Provided entries:
──────────

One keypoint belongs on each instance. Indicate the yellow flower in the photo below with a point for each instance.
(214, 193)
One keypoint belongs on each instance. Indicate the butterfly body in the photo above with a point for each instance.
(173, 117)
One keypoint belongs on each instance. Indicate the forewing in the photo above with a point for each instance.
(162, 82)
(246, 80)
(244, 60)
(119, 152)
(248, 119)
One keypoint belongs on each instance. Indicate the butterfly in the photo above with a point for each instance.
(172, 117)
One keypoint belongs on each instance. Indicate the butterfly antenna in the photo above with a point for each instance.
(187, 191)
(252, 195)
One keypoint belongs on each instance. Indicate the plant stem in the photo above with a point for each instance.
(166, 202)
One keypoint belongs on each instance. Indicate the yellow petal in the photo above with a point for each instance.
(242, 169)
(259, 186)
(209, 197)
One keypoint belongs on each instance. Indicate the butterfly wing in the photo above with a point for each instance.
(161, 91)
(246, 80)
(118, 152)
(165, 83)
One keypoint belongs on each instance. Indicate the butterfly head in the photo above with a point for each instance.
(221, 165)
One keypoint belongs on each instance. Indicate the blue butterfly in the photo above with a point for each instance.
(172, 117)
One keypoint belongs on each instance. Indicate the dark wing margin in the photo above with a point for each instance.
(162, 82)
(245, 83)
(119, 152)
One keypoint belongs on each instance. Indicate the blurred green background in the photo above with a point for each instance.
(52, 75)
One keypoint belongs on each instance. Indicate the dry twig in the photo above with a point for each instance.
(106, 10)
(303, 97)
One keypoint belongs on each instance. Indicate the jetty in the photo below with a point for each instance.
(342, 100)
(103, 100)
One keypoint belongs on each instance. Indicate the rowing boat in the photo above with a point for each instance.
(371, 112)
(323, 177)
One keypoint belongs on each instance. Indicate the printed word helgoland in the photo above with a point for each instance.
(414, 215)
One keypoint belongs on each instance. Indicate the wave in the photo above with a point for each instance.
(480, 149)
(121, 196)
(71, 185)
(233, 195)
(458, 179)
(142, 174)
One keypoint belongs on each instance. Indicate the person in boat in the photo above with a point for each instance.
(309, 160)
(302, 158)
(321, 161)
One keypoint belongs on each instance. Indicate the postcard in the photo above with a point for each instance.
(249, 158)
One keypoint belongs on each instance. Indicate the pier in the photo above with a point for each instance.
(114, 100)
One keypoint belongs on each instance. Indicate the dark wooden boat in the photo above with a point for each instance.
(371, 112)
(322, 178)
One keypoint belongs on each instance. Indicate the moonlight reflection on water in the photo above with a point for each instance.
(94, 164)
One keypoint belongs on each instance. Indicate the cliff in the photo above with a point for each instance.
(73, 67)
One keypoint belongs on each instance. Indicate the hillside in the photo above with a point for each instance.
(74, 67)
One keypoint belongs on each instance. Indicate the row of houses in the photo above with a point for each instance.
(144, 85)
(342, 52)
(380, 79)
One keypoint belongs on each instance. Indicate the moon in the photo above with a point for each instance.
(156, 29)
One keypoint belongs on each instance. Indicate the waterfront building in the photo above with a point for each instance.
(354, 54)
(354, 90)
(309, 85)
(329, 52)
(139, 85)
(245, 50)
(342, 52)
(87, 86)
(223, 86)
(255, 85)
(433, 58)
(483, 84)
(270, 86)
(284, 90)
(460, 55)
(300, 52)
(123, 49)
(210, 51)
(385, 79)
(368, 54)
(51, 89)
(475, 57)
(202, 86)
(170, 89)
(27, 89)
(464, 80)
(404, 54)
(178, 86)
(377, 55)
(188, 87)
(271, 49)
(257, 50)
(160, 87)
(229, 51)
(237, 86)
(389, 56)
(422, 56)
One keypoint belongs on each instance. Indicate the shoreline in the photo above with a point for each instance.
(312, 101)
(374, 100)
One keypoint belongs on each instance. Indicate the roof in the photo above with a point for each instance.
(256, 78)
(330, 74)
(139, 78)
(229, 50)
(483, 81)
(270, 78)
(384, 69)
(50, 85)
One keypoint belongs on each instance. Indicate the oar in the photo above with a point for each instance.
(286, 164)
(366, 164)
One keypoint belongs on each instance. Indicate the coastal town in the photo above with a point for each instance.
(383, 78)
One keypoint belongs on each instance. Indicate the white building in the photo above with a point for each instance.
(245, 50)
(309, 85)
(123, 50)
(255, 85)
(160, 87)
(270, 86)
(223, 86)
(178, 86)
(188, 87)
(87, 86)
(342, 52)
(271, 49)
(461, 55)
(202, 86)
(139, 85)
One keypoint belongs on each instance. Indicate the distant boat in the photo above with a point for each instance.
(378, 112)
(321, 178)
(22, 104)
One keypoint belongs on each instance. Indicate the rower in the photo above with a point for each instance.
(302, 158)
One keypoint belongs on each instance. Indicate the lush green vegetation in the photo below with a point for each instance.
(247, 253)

──────────

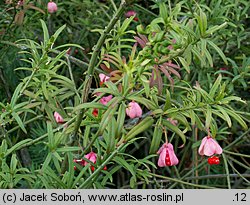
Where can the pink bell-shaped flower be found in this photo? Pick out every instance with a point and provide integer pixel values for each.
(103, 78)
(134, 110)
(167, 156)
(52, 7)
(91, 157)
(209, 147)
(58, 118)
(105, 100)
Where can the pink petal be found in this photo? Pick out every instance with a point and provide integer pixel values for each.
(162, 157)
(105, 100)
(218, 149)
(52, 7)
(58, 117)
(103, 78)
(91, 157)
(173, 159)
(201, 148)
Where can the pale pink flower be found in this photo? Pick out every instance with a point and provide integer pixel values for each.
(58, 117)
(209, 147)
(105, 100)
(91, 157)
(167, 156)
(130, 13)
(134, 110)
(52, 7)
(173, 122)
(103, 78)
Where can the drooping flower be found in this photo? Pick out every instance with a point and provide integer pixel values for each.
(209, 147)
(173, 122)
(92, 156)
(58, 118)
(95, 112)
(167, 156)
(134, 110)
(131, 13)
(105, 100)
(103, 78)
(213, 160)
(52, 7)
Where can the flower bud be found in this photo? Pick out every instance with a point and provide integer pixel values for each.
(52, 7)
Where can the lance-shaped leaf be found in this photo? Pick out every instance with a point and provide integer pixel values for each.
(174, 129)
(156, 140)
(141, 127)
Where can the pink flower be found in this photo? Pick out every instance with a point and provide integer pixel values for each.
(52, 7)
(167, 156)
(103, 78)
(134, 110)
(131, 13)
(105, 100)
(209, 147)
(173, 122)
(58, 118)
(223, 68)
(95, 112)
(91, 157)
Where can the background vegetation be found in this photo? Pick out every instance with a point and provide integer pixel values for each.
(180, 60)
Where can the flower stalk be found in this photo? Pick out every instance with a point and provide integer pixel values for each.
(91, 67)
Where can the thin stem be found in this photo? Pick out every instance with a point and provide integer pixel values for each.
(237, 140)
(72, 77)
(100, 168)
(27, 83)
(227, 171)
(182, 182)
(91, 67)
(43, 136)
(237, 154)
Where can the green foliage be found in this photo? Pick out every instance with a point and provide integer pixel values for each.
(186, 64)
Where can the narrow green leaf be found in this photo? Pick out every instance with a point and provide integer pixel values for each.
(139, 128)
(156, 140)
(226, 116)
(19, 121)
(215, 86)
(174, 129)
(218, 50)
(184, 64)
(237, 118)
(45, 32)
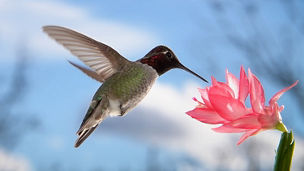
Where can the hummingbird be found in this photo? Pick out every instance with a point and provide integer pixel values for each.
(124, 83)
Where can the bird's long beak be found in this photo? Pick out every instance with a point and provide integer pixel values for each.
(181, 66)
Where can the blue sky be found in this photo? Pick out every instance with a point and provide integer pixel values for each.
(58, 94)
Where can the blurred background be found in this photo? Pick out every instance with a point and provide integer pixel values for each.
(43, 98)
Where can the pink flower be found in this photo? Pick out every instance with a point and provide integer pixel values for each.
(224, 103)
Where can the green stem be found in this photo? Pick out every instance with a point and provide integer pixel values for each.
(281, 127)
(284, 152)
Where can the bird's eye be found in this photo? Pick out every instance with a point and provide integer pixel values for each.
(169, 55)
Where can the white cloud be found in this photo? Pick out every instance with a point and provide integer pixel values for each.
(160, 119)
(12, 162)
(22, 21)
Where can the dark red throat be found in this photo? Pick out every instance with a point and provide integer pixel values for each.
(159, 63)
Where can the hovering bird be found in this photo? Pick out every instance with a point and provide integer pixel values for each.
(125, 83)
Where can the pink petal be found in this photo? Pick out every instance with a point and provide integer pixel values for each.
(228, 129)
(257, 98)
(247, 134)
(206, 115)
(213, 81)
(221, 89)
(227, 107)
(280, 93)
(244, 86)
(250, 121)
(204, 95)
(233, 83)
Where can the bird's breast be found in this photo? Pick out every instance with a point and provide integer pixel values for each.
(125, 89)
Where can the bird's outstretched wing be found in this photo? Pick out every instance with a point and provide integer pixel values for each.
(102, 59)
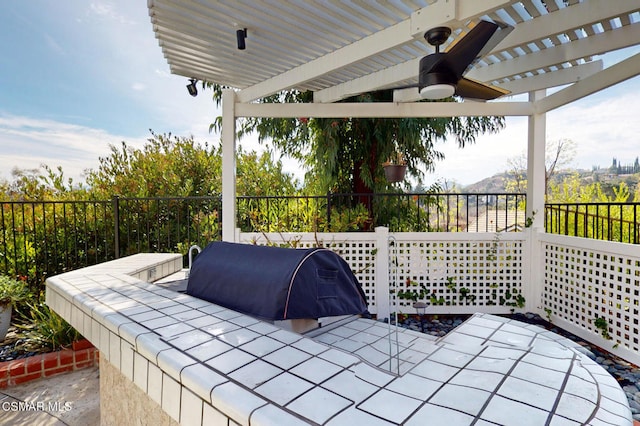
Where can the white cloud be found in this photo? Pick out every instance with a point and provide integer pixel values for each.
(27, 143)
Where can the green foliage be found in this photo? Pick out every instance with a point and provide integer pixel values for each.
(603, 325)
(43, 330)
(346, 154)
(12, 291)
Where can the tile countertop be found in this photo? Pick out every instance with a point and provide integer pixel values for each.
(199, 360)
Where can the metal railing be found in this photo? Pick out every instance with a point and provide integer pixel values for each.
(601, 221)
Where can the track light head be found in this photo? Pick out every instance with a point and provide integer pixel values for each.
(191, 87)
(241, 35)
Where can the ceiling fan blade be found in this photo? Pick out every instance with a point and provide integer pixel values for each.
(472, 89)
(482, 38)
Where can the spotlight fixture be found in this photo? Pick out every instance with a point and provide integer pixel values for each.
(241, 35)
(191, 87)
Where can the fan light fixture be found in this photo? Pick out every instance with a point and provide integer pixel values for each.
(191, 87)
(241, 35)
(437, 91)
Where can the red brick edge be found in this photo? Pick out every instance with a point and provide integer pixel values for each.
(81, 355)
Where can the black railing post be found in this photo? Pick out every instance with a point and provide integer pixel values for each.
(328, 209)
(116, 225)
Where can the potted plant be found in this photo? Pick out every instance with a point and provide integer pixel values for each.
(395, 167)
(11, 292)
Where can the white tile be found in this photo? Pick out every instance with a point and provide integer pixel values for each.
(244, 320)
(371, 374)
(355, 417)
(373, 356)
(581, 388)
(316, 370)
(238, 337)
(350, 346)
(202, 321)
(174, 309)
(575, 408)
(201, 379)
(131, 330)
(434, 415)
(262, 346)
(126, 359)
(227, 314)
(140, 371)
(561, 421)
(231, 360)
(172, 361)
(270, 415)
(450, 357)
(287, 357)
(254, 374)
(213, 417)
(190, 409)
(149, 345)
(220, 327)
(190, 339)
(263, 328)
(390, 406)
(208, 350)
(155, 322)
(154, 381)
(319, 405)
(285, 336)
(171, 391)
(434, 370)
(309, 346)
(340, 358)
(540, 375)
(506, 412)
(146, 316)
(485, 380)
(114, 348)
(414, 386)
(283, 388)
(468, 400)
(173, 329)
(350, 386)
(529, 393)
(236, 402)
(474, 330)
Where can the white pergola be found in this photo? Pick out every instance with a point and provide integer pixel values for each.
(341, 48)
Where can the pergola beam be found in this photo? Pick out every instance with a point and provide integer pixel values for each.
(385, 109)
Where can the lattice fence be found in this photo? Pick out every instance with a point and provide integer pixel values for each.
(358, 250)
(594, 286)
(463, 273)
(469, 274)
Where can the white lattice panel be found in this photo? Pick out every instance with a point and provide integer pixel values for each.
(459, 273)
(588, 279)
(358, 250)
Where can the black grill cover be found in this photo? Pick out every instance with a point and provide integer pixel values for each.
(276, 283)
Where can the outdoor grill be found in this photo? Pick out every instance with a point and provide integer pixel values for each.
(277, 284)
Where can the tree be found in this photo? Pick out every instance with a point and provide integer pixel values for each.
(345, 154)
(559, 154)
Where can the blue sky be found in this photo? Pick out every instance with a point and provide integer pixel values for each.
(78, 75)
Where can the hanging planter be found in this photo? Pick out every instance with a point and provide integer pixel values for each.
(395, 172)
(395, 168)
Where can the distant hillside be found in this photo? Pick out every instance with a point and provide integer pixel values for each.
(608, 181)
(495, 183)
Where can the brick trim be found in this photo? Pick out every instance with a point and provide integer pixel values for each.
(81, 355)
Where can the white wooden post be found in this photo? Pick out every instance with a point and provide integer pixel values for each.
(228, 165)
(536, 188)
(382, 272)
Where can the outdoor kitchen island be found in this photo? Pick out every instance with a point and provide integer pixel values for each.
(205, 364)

──────────

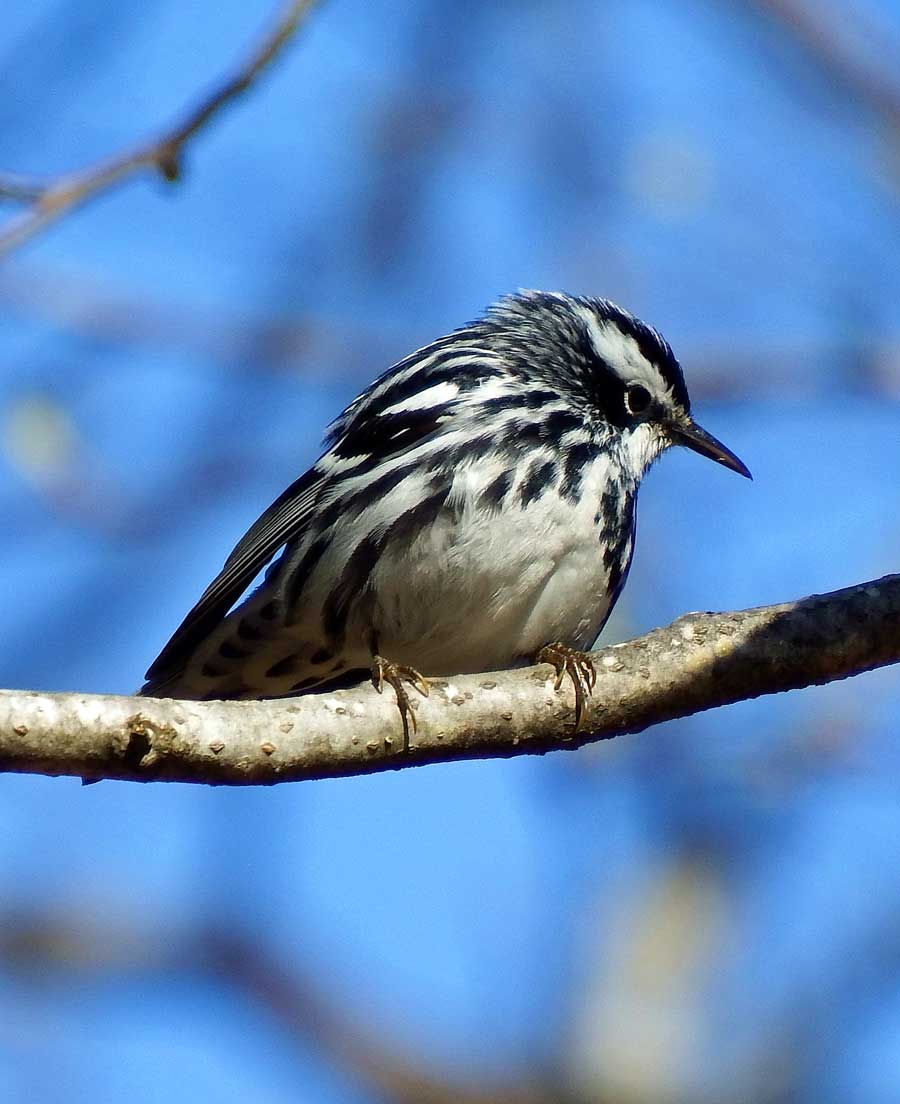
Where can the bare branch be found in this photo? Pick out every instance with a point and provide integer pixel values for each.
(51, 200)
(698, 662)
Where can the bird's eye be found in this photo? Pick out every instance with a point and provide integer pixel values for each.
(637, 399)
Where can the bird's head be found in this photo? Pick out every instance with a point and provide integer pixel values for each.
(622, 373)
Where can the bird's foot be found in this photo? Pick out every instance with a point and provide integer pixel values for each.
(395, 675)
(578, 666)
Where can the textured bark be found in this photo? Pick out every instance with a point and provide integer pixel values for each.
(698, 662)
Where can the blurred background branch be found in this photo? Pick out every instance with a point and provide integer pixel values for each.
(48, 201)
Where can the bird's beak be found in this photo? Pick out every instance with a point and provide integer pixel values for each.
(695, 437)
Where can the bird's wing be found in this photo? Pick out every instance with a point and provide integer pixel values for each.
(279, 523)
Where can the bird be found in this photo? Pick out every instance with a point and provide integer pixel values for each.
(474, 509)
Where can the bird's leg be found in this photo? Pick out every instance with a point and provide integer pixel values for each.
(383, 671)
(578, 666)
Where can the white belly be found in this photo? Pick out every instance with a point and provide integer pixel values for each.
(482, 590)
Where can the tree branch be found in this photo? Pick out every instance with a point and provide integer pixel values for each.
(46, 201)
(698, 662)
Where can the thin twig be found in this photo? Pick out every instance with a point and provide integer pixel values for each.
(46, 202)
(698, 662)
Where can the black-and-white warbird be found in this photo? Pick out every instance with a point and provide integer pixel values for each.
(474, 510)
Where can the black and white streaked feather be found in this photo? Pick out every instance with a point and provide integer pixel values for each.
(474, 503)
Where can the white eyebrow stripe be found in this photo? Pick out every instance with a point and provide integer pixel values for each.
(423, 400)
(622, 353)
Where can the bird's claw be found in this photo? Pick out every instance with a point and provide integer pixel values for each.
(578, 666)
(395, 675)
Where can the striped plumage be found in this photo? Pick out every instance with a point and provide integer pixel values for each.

──────────

Exercise details: Starting at the line that has "Where can the black and" and ending at the line that has "Where can the striped", please write out the lines above exactly, leaving out all others.

Response area:
Where can the black and white streaked feather be found in this photo? Pick out every instance with a point and provide integer pixel values for each.
(474, 503)
Where can the white eyebrow stripe be found in this photo? Pick out every instance with a point and provide integer pixel values for each.
(423, 400)
(622, 353)
Where can the bird's claw be found in this photo? Pick out every instance with a point and provide integer pixel values for each.
(578, 666)
(395, 675)
Where can the striped plumage be found in this photo? Pick out every instance with a point and provide integer pixel values for each.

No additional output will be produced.